▶ _Brief_: Would you please output the lines of the data below from the one containing "Note: for this drill, pin each instance of the metal" to the end, exactly and with nothing added?

▶ _Supplied material_:
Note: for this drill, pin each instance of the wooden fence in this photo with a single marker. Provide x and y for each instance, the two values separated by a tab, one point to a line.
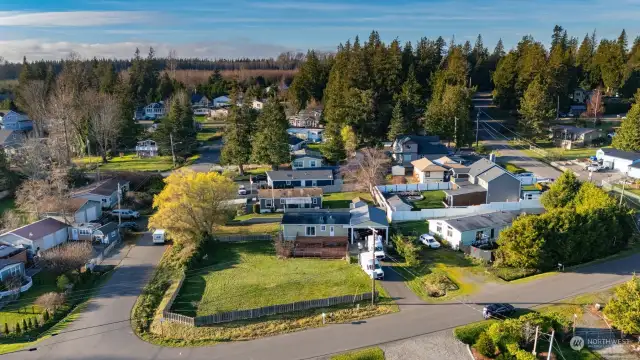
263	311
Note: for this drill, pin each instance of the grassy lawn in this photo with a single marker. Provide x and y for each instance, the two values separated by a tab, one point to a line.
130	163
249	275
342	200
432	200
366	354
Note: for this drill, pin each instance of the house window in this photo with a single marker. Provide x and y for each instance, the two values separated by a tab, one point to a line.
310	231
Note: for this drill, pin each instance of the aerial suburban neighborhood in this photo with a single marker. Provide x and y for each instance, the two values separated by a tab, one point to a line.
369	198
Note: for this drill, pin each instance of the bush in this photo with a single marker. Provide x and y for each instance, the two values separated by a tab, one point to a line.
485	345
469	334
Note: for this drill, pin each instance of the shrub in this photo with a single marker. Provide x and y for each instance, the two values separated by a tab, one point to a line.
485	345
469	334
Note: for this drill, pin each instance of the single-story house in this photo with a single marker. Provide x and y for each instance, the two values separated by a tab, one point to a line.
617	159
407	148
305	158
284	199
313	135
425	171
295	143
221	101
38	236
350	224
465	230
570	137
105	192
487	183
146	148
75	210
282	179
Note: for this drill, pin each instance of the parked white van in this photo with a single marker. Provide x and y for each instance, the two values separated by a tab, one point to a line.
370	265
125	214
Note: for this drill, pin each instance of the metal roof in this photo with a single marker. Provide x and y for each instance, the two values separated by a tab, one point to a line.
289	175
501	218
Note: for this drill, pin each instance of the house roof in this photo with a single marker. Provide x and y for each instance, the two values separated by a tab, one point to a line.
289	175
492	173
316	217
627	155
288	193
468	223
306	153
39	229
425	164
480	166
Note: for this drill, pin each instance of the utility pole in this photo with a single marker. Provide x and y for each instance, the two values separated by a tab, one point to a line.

▶ _Task result_:
Note: for this drill, pin each instance of the metal roof in this photo with a single marker. Provide x and y for each instance, the two values separated by a tab, one point to a line.
289	175
501	218
Note: for this drill, pin each instance of the house roof in this photo with a single marker. Provide x and y for each instance, the two values separated by a tab, one point to a line.
289	175
492	173
316	217
627	155
288	193
468	223
306	153
39	229
425	164
480	166
Note: for this drill, pin each instance of the utility pole in this photo with a single marker. Provide x and y for each instance, the two values separated by a tab, one point to a line.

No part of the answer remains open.